What is being asked — Return all of the entries below, word for word. Omit each picture.

Start of Data section

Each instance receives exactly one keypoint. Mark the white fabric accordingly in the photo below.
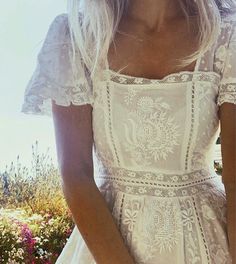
(153, 150)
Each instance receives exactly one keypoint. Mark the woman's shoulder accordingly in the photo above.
(229, 20)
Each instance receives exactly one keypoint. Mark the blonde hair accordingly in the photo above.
(93, 24)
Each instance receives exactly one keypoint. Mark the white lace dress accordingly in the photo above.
(153, 149)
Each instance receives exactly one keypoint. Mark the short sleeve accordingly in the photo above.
(227, 88)
(55, 77)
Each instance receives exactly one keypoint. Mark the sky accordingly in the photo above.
(23, 27)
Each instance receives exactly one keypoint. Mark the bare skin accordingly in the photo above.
(162, 32)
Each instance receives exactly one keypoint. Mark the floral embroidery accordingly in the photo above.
(150, 132)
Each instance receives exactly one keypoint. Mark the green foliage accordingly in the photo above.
(35, 221)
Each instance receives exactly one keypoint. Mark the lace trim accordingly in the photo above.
(40, 91)
(227, 94)
(162, 185)
(184, 76)
(110, 124)
(202, 232)
(191, 128)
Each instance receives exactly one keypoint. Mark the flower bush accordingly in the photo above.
(35, 221)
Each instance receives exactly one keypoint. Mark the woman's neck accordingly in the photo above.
(153, 14)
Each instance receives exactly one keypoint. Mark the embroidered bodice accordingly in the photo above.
(168, 125)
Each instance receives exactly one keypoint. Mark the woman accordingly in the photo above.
(135, 147)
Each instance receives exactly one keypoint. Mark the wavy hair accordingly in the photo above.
(93, 24)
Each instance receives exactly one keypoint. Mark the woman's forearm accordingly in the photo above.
(231, 219)
(94, 221)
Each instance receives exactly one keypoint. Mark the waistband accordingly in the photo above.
(157, 184)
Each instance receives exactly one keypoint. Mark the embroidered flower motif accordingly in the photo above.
(150, 133)
(174, 178)
(131, 209)
(208, 212)
(221, 52)
(188, 218)
(130, 218)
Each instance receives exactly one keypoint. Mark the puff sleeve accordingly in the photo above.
(54, 77)
(227, 88)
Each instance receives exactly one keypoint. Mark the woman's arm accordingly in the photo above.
(228, 148)
(74, 140)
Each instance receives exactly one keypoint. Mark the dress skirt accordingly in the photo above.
(163, 218)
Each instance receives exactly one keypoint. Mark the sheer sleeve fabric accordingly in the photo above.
(227, 88)
(54, 77)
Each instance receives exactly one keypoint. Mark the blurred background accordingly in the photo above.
(23, 26)
(35, 221)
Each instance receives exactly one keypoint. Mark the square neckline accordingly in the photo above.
(146, 79)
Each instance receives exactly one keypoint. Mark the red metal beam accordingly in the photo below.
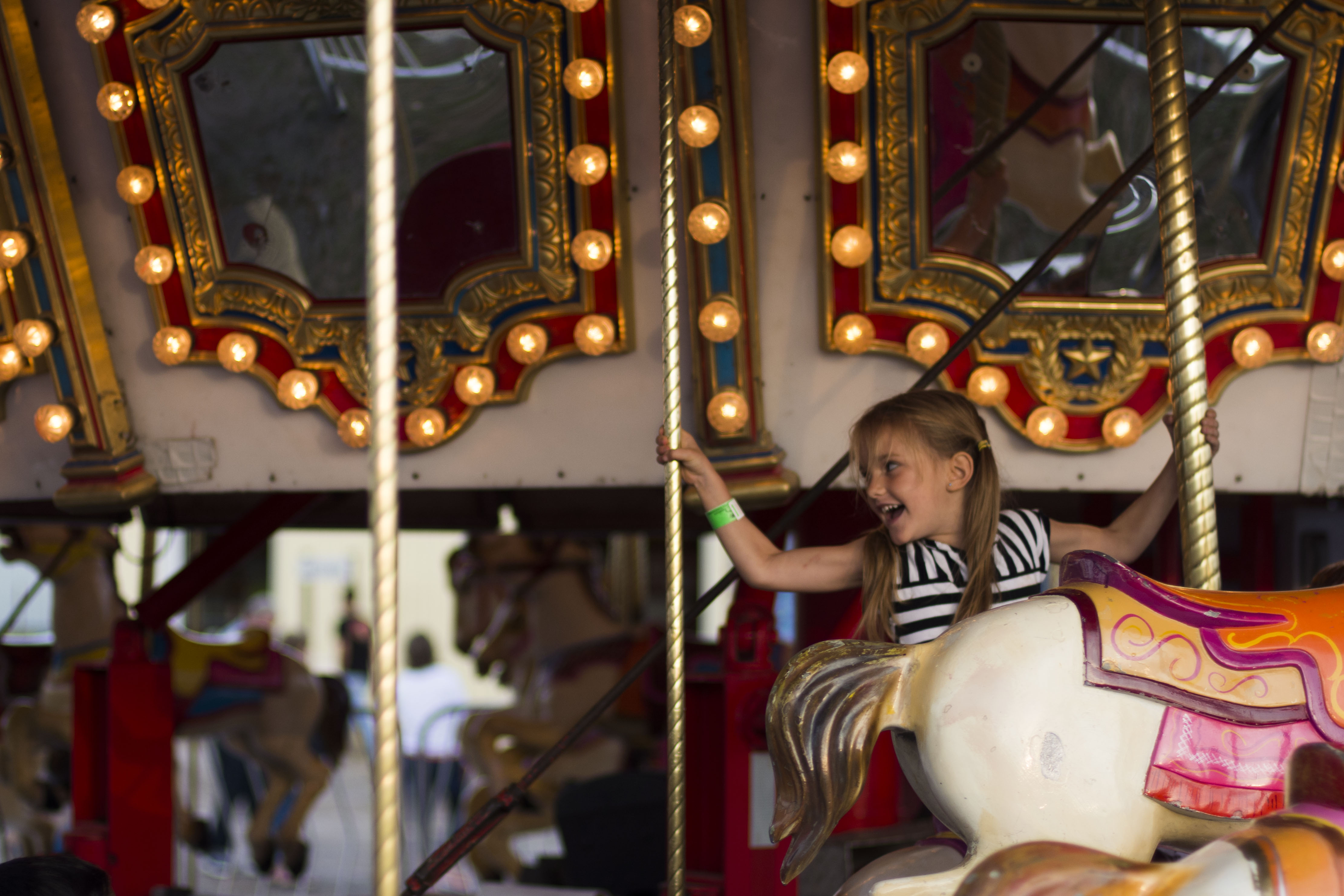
(223, 552)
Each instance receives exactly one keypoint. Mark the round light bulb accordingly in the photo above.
(691, 26)
(237, 353)
(709, 223)
(1048, 426)
(116, 101)
(54, 422)
(595, 334)
(11, 362)
(698, 127)
(298, 389)
(1253, 348)
(1121, 428)
(173, 346)
(847, 163)
(527, 343)
(586, 165)
(96, 22)
(475, 385)
(927, 343)
(719, 321)
(854, 334)
(728, 413)
(426, 426)
(592, 250)
(584, 78)
(136, 184)
(1326, 343)
(847, 72)
(14, 248)
(154, 264)
(34, 336)
(851, 246)
(354, 428)
(987, 386)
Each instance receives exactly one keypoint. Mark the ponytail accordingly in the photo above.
(948, 424)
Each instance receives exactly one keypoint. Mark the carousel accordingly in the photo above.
(376, 309)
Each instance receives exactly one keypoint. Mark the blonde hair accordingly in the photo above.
(947, 424)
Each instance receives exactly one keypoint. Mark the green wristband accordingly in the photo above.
(728, 512)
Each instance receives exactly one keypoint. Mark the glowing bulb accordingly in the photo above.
(116, 101)
(1253, 348)
(709, 223)
(173, 346)
(54, 422)
(353, 426)
(1121, 428)
(691, 26)
(475, 385)
(527, 343)
(927, 343)
(698, 127)
(34, 336)
(728, 412)
(237, 353)
(11, 362)
(584, 78)
(847, 72)
(595, 334)
(1326, 343)
(136, 184)
(95, 22)
(592, 250)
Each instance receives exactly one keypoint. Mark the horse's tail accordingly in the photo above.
(328, 739)
(822, 725)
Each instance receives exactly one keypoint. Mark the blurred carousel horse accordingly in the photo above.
(531, 606)
(1296, 852)
(260, 699)
(1113, 714)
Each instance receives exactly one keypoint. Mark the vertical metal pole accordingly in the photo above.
(673, 472)
(1181, 269)
(381, 261)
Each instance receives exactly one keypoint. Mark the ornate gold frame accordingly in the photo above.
(906, 279)
(468, 326)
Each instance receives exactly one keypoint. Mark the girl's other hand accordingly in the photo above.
(695, 467)
(1209, 426)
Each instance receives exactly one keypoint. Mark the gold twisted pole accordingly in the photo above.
(673, 472)
(381, 261)
(1181, 269)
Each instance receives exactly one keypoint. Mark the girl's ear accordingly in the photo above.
(960, 469)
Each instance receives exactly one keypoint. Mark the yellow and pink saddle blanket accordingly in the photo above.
(214, 675)
(1248, 678)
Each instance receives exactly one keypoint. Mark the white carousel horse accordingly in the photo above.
(260, 699)
(530, 605)
(1296, 852)
(1113, 714)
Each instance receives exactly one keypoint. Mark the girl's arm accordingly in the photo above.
(757, 559)
(1134, 530)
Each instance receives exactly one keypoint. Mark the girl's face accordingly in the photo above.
(917, 494)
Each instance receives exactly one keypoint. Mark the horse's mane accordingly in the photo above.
(822, 726)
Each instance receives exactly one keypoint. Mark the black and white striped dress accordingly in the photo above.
(933, 575)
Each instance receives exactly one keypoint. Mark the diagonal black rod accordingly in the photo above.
(1021, 122)
(492, 813)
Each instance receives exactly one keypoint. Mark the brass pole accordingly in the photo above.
(381, 265)
(1181, 269)
(673, 472)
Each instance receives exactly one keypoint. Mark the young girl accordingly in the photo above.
(944, 550)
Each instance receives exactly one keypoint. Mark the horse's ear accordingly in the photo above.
(1316, 776)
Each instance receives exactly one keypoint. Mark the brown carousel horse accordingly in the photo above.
(530, 605)
(260, 699)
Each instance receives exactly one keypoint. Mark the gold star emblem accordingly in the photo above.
(1086, 359)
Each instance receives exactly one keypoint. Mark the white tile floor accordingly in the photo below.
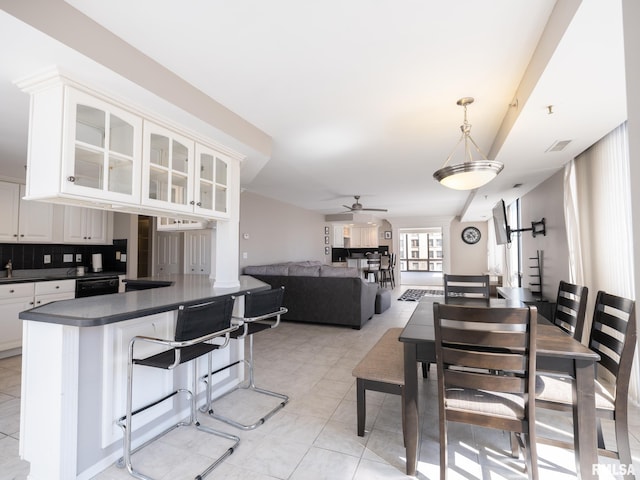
(314, 436)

End of Data section

Task response —
Each instance receives exactly one keypoint. Mark the white fabric accordingly in the photo below.
(153, 150)
Each instance receives exactly one keypoint. Mark the woman's shoulder accordingly in the photo above.
(229, 20)
Each instance receives exactly one keypoint. Mark the blonde hair accordingly in the photo above.
(93, 24)
Each instance receives exactly one keypoint. Mark the white lace dress accordingly in the photo above.
(153, 149)
Each instance receives exactly one keypoint. Mark the short sleeve accordingly in the photo above.
(227, 88)
(55, 77)
Each instance receives exactly one keypoint. Mark the sky accordingly in the photo above.
(23, 27)
Each instance receives exactly one keypoint. Mark the bare skin accordingly in the photo above.
(162, 32)
Each instance receives exactly one keypoint. Mark the floral embroidery accordingly in the photo above.
(150, 132)
Each instance receives exactly one keypoint. Mark the green foliage accordingly in the photo above.
(35, 221)
Each instance receives exactly one keypoint. Mark the lace trim accordingly in the photo above.
(40, 91)
(227, 94)
(162, 185)
(184, 76)
(110, 124)
(202, 232)
(191, 128)
Each instance receives exactly one keypoint. Mark the flower bush accordingly in the photo above.
(35, 221)
Each instance receives exactly one keypoint. Mark the woman's neck accordingly in the photo above.
(153, 14)
Each instance receives exactly one keypoint. Mark the embroidered bodice accordingly in the photo above.
(168, 125)
Each instance receives exactly one keypoint. Mark the woman accordingly in the photo above.
(135, 147)
Each instance receives exactly one keypoint. Mark the wavy hair accordingly in the photo above.
(93, 24)
Each instance receives exactly one keypoint. Mark the woman's forearm accordingly in the photo above.
(231, 219)
(94, 221)
Each instance receives exactly one keypoint. Mark the waistband accordingly in the photo above.
(157, 184)
Each instance receives exactly one keypoint. Mark the embroidered flower motif accordingly in the photo above.
(150, 133)
(174, 178)
(131, 209)
(208, 212)
(221, 52)
(188, 218)
(130, 218)
Each instance receives exactly one keypoint. Mark the puff sleeve accordingly in the photo above.
(54, 77)
(227, 88)
Each instance receives exactly one keypoint. Mark the woman's arm accordingly in the photo above.
(228, 148)
(74, 140)
Each instance receives exactly one keypoint. Mark the dress skirt accordingly in the photo above.
(163, 218)
Each instance receives exactly one keypoint. Mark the sheer sleeve fabric accordingly in the photo above.
(227, 88)
(54, 77)
Each instance receives exactly one keypoint. Mark the blurred background accordingly in the photo above.
(23, 26)
(35, 221)
Each instance receives exactly one keypoint. Mark the square neckline accordingly in the photo above.
(146, 79)
Each instance receives exactly one keypoint. Mark the red metal beam accordingly in the photo below.
(223, 552)
Each instance receives exactly one keypoint. Mark the round light bulb accordingly in the photo above.
(691, 26)
(237, 353)
(709, 223)
(1048, 426)
(116, 101)
(54, 422)
(595, 334)
(11, 362)
(698, 127)
(298, 389)
(1253, 348)
(1121, 428)
(173, 346)
(847, 163)
(527, 343)
(586, 165)
(96, 22)
(475, 385)
(927, 343)
(719, 321)
(854, 334)
(728, 413)
(426, 426)
(592, 250)
(584, 78)
(136, 184)
(1326, 343)
(847, 72)
(14, 248)
(154, 264)
(34, 336)
(851, 246)
(354, 428)
(987, 386)
Each instance receives exactly one keypoint. Mark the ponytail accordingly in the photo above.
(948, 424)
Each instance receives exactly one keypoint. Mark the carousel accordingly in the photo above.
(376, 309)
Each instance receives exactly one keypoint. Mark the blonde hair accordingly in the photo above.
(947, 424)
Each instance receives exactly one keypoint. Mark the green wristband accordingly in the photo above.
(728, 512)
Each instance receives exactly one keypoint. Mark the glowing bulb accordingly in the photo above.
(116, 101)
(1253, 348)
(709, 223)
(173, 346)
(54, 422)
(353, 426)
(1121, 428)
(691, 26)
(475, 385)
(527, 343)
(927, 343)
(698, 127)
(34, 336)
(728, 412)
(237, 353)
(11, 362)
(584, 78)
(847, 72)
(595, 334)
(1326, 343)
(136, 184)
(95, 22)
(592, 250)
Each instance receives exactly one keypoint. Mark the horse's tail accordingly in the photo above.
(328, 739)
(822, 725)
Each instance receives exactly one keypoint. Mark the blurred carousel horse accordingly in the photo above.
(531, 606)
(1296, 852)
(260, 699)
(1113, 714)
Each instance receives exactly one keypoint. Mark the vertical metal pole accordingly in the photo above.
(673, 472)
(1181, 269)
(381, 261)
Each instance receives exactly one keypoint. Mark the ornate gold frame accordingly in the photo above.
(906, 279)
(468, 326)
Each instance receives exactly one keypoint. Mark the girl's other hand accordingly in the photo above.
(695, 467)
(1209, 426)
Each instance receives exactly one keypoint. Mark the gold twisted pole accordingly in the photo above.
(673, 472)
(381, 261)
(1181, 269)
Each instance receives exactly one keypoint. Mark the girl's ear accordingly in the photo above.
(960, 469)
Each instance receives exactly one keypoint. Mark the yellow and pink saddle blanket accordingly in the photo above.
(214, 675)
(1248, 678)
Each instance receives exactly one keypoint. Mark the white carousel horse accordingly in the photo above.
(260, 699)
(530, 605)
(1296, 852)
(1113, 714)
Each instance receives exactly one keypoint. Mark the girl's arm accordingly in the photo above.
(757, 559)
(1134, 530)
Each instance receives exactly one keypoint. Mark the girl's face accordingly in the photo above.
(917, 494)
Each instance receives exactly one keypoint. Mark the horse's mane accordingly in the photo above.
(822, 726)
Each instance receives exactly one keypoint. Mark the black and white striped dress accordingly in the photo above.
(933, 575)
Each instance receives exactly one keypoint. Mark the diagonal black rod accordingly in the photo above.
(1021, 122)
(492, 813)
Each instance receives exactly one keypoint. Mark the brass pole accordingly in the photo above.
(381, 265)
(1181, 269)
(673, 472)
Each instance receives exactly one keypoint. Mark the young girl accordingly in the photo above.
(944, 550)
Each instance receives exactly one keypoint. Mark the horse's ear accordingly in the photo above.
(1316, 776)
Each instance receives exactly one keypoint. Mark the brown carousel horse accordingly in the photo above.
(530, 605)
(260, 699)
Each instance receives exactly one keypoint. Mark the gold star emblem accordingly in the photo above.
(1086, 359)
Each instance receives exactly one keypoint. Mark the white tile floor accordingly in the photo below.
(314, 436)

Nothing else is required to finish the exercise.